- **WHAT IS EXPECTED**:
Filter the lines below and copy each one that holds the word "black", treating uppercase and lowercase as distinct.

Records of labeled points:
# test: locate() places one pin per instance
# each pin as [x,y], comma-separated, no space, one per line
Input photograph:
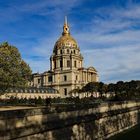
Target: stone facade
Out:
[88,123]
[66,67]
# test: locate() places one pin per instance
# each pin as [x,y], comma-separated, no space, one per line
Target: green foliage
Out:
[14,72]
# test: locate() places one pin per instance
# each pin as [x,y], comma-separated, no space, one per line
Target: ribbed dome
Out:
[66,40]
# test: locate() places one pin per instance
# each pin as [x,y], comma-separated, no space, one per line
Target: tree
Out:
[14,72]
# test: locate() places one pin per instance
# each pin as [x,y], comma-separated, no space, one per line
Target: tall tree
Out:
[14,72]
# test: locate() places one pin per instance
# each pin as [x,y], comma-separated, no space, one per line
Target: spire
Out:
[65,22]
[65,27]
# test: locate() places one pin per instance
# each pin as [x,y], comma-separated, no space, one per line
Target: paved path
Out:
[4,108]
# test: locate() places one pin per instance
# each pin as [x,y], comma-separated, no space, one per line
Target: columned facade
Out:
[66,66]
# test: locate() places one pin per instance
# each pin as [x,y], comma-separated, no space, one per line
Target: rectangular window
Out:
[50,79]
[76,78]
[75,64]
[61,63]
[65,78]
[39,81]
[68,63]
[65,91]
[55,64]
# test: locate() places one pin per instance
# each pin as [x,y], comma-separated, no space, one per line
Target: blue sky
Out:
[107,31]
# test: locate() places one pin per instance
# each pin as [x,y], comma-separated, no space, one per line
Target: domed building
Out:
[66,67]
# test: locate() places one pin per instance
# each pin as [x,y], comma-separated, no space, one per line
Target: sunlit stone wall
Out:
[91,123]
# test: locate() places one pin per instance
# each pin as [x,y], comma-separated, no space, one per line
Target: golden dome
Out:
[66,40]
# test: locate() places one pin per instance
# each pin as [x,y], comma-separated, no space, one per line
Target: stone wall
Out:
[91,123]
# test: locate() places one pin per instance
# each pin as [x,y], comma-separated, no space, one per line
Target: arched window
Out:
[75,65]
[68,63]
[65,78]
[67,50]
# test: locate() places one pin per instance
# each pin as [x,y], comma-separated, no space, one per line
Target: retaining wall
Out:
[91,123]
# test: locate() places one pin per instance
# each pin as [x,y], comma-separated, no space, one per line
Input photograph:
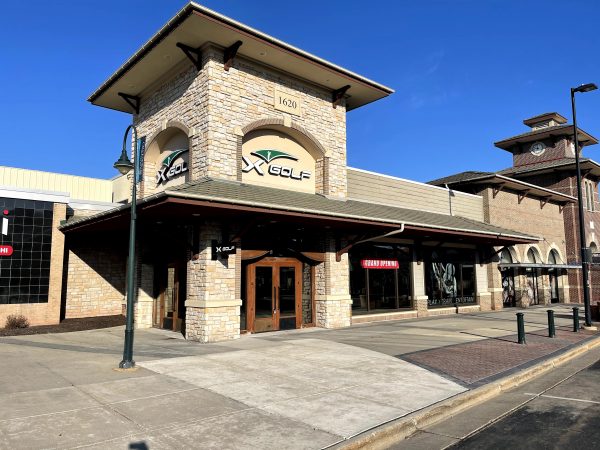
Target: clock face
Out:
[537,148]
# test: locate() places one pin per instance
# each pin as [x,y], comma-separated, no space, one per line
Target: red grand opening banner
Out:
[379,264]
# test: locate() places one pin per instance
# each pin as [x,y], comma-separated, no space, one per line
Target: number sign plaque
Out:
[287,103]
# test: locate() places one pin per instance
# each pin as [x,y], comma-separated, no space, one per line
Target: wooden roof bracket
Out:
[230,53]
[193,54]
[132,100]
[346,249]
[522,195]
[338,95]
[497,189]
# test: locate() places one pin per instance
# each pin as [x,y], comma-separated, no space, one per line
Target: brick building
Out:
[250,220]
[540,188]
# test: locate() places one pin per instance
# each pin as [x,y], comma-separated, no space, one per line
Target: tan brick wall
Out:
[528,217]
[95,276]
[46,313]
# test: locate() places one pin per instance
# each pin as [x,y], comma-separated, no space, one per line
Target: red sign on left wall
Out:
[379,264]
[5,250]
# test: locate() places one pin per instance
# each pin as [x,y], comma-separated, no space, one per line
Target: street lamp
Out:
[124,166]
[584,256]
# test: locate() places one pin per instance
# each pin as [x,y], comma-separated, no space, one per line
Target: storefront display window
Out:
[25,274]
[449,277]
[380,277]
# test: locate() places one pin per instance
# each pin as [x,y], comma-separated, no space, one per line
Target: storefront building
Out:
[540,190]
[32,248]
[249,219]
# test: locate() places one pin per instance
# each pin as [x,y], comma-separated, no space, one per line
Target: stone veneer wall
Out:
[333,303]
[212,105]
[212,309]
[95,278]
[46,313]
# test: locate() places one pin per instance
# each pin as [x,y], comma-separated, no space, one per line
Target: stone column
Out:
[482,296]
[419,302]
[332,299]
[212,309]
[145,296]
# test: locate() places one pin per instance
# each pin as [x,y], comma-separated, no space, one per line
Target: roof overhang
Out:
[184,207]
[502,182]
[546,133]
[588,167]
[538,266]
[195,26]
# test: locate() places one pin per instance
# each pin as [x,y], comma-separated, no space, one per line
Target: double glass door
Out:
[274,293]
[169,308]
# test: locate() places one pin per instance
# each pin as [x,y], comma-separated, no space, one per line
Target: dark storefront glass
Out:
[25,275]
[449,276]
[377,290]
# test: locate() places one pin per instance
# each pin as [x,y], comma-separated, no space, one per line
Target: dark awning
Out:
[538,266]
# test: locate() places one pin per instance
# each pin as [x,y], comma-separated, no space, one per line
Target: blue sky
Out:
[466,73]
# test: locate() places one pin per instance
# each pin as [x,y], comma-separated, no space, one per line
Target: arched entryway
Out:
[533,275]
[554,275]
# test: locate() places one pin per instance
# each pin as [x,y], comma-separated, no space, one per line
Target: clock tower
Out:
[550,138]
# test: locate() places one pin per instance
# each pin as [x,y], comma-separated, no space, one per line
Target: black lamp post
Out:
[124,166]
[582,243]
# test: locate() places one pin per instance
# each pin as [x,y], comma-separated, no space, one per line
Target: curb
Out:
[397,430]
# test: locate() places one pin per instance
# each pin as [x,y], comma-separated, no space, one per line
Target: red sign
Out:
[379,264]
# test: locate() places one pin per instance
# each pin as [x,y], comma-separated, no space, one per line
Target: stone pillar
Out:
[212,309]
[419,302]
[332,299]
[145,296]
[482,296]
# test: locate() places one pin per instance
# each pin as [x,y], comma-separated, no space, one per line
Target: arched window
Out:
[505,256]
[554,257]
[532,256]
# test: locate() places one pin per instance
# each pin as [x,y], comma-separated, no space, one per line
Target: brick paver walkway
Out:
[473,362]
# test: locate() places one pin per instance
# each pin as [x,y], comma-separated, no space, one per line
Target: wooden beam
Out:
[193,54]
[338,95]
[230,53]
[522,195]
[497,189]
[132,100]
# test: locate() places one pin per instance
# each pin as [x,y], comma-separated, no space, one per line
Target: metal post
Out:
[521,328]
[551,327]
[128,361]
[582,242]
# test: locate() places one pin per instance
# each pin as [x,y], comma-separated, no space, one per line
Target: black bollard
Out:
[551,327]
[521,328]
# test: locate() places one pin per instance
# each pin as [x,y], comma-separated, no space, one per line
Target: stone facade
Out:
[212,309]
[95,276]
[214,106]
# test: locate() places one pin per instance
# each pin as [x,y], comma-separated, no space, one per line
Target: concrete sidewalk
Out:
[309,388]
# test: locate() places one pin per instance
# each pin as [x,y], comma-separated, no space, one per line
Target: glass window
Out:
[25,275]
[449,276]
[386,284]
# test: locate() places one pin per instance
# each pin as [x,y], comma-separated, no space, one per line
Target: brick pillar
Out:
[212,309]
[145,296]
[333,302]
[482,295]
[419,302]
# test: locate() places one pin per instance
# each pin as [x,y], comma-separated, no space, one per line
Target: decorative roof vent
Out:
[545,120]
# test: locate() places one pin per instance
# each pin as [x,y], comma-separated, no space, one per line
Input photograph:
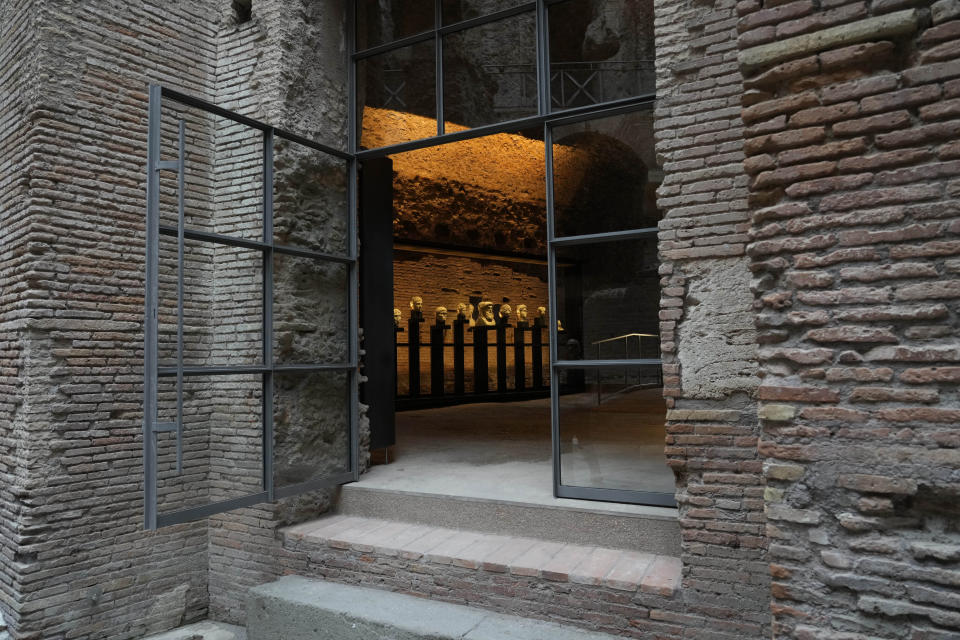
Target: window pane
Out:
[600,51]
[382,21]
[459,10]
[222,304]
[310,311]
[309,199]
[397,96]
[311,426]
[612,430]
[608,298]
[489,72]
[605,175]
[222,441]
[223,173]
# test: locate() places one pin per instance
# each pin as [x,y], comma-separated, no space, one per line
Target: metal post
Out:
[438,66]
[502,355]
[267,315]
[437,332]
[536,353]
[519,356]
[413,354]
[480,365]
[150,312]
[458,355]
[181,170]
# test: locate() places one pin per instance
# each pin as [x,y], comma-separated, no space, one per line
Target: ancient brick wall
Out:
[853,119]
[18,93]
[706,329]
[83,565]
[286,66]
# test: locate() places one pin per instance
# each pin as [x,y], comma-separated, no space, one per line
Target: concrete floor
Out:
[502,450]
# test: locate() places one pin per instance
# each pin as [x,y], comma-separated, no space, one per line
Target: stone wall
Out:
[707,335]
[73,294]
[19,83]
[286,66]
[73,557]
[853,119]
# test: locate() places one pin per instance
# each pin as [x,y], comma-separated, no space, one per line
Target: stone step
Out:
[619,569]
[296,608]
[653,530]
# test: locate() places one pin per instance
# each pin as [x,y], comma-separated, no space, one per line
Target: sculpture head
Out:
[486,313]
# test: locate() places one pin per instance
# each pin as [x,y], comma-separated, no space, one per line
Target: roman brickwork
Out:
[75,558]
[809,271]
[852,115]
[709,344]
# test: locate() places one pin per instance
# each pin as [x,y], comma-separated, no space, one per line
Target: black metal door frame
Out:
[547,118]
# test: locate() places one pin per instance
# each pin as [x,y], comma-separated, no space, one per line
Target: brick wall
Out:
[853,119]
[82,565]
[19,83]
[287,67]
[706,329]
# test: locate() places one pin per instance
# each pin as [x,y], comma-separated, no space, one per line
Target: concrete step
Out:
[620,569]
[296,608]
[653,530]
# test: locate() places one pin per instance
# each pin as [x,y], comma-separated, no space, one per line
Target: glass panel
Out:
[223,176]
[608,298]
[311,426]
[222,441]
[383,21]
[222,304]
[397,96]
[612,429]
[600,51]
[459,10]
[490,72]
[484,193]
[310,311]
[309,198]
[605,175]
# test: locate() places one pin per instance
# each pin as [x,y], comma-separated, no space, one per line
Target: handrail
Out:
[628,335]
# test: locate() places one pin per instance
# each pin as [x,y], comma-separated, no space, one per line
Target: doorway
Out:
[523,183]
[468,224]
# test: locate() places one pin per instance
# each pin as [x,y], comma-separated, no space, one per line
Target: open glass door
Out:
[251,340]
[607,405]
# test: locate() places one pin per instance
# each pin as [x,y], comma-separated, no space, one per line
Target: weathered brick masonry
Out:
[810,262]
[75,561]
[852,115]
[707,335]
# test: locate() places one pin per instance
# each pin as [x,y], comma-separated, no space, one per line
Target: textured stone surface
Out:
[294,608]
[862,478]
[610,590]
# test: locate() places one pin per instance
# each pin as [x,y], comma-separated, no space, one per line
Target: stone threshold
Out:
[624,570]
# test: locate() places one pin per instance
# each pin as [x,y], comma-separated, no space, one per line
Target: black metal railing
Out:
[460,367]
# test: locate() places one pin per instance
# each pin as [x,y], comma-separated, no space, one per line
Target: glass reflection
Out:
[383,21]
[612,430]
[397,96]
[605,175]
[489,72]
[311,426]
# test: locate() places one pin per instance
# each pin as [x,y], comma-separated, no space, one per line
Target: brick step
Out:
[617,591]
[295,608]
[653,530]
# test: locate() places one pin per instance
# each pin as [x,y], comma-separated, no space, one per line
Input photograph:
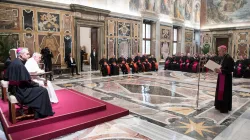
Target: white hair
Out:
[22,51]
[36,54]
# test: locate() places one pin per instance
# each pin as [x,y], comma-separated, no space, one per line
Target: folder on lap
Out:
[212,65]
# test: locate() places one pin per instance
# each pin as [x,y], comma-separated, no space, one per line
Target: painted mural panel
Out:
[111,45]
[123,47]
[165,7]
[124,29]
[150,5]
[165,34]
[197,8]
[53,43]
[48,21]
[28,16]
[179,9]
[135,46]
[188,9]
[228,11]
[134,5]
[136,30]
[9,18]
[29,42]
[242,49]
[67,20]
[111,28]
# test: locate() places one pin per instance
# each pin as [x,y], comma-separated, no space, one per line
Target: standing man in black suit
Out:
[72,64]
[94,58]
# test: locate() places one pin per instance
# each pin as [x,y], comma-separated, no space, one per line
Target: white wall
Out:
[85,39]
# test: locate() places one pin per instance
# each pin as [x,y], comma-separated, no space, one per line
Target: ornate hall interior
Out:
[162,104]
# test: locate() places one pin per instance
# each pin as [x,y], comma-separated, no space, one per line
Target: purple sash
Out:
[221,86]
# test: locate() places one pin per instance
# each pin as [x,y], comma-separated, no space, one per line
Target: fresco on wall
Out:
[9,18]
[165,7]
[242,49]
[124,29]
[197,8]
[134,5]
[225,11]
[29,42]
[188,9]
[123,47]
[53,43]
[150,5]
[111,28]
[136,30]
[165,34]
[28,16]
[111,45]
[67,23]
[48,21]
[179,9]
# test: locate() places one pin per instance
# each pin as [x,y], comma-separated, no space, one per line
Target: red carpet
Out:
[75,111]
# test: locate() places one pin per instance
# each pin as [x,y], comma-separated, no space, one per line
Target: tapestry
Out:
[67,23]
[48,22]
[29,42]
[134,5]
[124,29]
[52,42]
[9,18]
[28,16]
[165,7]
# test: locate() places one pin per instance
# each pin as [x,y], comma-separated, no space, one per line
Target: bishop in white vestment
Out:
[33,67]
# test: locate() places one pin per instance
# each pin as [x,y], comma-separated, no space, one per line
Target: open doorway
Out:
[88,41]
[221,41]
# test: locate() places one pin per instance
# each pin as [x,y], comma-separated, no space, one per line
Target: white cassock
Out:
[32,67]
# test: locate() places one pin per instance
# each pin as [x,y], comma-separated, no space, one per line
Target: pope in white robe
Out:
[33,67]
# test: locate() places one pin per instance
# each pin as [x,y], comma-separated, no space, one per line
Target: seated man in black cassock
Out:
[223,95]
[24,89]
[72,64]
[239,68]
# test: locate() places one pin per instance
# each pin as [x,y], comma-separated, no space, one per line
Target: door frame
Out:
[85,16]
[100,37]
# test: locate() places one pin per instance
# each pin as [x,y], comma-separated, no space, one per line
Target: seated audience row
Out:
[137,64]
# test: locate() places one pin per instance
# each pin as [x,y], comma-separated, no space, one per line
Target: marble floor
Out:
[163,105]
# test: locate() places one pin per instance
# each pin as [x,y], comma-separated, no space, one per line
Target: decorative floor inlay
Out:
[166,99]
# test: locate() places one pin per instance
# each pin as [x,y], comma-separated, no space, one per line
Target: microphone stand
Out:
[198,90]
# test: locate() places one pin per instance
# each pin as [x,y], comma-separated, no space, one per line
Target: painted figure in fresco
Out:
[48,22]
[150,5]
[134,5]
[197,13]
[165,50]
[188,9]
[165,6]
[223,96]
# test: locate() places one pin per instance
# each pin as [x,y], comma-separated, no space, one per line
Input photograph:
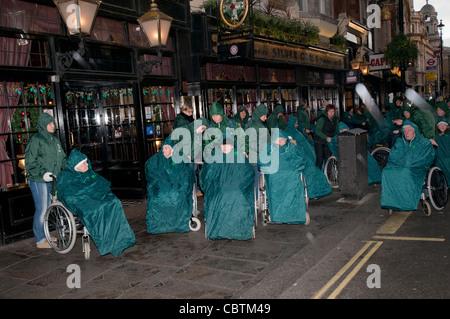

- **RESPONSE TO THE TASK**:
Target: black lamp post
Target: black bollard
Target: black metal door frame
Target: black metal railing
Target: standing man in black suit
Target: seated man in black cassock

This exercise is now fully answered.